* _Records to process_

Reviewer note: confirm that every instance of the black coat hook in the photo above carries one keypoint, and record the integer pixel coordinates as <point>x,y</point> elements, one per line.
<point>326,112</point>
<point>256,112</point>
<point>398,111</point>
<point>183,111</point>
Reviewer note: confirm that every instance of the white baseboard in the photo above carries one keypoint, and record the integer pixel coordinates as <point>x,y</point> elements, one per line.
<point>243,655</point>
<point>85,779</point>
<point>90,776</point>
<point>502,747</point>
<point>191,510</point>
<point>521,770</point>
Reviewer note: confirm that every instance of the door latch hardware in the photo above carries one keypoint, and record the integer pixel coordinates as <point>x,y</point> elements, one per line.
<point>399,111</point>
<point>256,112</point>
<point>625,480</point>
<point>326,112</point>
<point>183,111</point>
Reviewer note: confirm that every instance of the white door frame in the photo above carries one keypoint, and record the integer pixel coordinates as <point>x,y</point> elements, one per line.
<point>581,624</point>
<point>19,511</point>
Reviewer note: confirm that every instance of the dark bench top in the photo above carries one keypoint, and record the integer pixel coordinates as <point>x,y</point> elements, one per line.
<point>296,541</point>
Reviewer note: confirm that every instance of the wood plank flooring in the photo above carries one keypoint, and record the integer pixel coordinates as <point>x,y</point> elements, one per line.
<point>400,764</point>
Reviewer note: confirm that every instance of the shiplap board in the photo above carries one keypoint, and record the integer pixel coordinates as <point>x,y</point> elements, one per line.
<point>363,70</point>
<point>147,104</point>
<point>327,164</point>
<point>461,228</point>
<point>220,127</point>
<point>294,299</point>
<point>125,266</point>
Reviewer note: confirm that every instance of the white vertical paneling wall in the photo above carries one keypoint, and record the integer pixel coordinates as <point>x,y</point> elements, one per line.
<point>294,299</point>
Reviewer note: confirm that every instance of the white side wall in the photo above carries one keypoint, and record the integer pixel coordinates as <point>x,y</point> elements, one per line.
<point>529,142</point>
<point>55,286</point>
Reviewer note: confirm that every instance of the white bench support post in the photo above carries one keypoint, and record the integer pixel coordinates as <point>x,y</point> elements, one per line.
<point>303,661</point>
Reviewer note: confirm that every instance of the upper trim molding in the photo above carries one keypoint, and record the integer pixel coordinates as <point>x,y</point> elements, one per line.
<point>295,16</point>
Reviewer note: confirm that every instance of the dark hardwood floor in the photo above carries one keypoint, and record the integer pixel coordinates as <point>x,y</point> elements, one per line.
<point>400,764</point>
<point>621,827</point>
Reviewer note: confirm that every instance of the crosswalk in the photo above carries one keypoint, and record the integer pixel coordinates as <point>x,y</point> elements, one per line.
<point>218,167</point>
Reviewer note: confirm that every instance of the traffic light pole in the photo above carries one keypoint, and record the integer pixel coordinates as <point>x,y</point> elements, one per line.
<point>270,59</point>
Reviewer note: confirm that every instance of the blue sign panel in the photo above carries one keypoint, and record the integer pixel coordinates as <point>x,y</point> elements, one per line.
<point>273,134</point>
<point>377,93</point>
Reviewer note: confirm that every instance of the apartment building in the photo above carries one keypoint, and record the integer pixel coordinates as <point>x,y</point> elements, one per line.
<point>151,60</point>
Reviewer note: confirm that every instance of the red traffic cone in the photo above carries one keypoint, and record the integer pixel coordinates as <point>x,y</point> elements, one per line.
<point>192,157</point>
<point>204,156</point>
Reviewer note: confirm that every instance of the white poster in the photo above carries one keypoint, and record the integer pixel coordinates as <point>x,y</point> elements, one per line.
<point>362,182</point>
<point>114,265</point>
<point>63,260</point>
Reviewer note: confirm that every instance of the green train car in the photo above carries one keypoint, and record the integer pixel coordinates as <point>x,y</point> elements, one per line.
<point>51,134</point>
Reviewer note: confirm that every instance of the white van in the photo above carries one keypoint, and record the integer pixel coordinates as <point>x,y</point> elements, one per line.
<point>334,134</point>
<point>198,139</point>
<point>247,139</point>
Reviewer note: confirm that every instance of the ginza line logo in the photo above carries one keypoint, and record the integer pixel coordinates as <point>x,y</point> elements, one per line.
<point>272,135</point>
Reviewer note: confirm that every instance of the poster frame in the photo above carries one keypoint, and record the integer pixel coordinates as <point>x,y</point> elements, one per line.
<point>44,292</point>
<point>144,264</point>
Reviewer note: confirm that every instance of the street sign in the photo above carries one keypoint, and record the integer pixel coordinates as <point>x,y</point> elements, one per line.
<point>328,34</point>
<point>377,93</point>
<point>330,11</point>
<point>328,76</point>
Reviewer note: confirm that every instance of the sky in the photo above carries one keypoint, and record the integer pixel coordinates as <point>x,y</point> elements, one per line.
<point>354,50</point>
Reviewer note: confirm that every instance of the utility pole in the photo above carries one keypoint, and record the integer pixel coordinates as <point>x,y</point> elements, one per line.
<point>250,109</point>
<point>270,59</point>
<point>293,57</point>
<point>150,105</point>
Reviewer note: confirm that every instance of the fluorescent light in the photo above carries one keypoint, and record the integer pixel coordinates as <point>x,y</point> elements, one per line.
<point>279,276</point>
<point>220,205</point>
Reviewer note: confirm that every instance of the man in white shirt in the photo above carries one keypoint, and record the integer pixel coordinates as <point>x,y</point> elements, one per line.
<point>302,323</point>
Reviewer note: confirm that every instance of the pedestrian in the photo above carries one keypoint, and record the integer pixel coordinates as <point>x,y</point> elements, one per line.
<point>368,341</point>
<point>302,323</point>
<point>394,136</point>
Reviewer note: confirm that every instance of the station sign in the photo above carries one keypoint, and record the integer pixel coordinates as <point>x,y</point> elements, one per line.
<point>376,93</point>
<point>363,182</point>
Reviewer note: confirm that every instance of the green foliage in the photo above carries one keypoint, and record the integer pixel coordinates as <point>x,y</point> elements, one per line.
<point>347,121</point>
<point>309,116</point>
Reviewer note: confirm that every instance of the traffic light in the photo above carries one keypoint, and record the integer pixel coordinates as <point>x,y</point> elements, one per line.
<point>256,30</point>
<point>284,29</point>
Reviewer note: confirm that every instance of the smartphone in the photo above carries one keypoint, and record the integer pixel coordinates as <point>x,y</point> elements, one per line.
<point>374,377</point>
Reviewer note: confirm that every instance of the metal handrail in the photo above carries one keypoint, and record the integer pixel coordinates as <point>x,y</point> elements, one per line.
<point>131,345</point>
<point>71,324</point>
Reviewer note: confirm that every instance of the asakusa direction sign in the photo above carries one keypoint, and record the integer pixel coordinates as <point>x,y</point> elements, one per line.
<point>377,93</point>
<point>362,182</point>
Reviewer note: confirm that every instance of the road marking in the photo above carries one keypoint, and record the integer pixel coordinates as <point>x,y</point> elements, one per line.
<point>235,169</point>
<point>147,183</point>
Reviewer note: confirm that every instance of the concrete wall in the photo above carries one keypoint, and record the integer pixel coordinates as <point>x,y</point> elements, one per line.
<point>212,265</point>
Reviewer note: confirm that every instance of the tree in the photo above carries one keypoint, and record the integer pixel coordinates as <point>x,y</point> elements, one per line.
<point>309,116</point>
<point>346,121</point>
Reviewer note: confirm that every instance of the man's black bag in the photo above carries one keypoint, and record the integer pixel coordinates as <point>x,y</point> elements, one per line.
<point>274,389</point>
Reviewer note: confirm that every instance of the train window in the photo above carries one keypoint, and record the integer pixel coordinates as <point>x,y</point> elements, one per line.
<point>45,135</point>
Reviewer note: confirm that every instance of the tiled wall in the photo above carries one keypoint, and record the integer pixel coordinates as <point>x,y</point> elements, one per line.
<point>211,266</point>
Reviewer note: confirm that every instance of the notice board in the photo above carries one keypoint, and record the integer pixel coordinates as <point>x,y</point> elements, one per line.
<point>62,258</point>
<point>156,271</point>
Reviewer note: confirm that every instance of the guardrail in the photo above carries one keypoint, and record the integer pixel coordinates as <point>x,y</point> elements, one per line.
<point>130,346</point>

* _Instructions to follow_
Your answer must hold the line containing "Reviewer note: confirm that every instance of the tiled" and all lines after it in the entries above, exactly, and nothing else.

* _Result of the exercise_
Reviewer note: confirm that every instance of the tiled wall in the photo above carries one keypoint, and record the integer pixel coordinates as <point>x,y</point> elements, one per line.
<point>211,266</point>
Reviewer note: confirm that every instance of the notice board in the photo above carries one keypoint, and record the integer pixel coordinates as <point>x,y</point> elements, one per line.
<point>62,258</point>
<point>156,271</point>
Reviewer note: confirm that every instance of the guardrail in the photo above carries one keypoint, and record the integer pixel coordinates as <point>x,y</point> elements, one per line.
<point>130,346</point>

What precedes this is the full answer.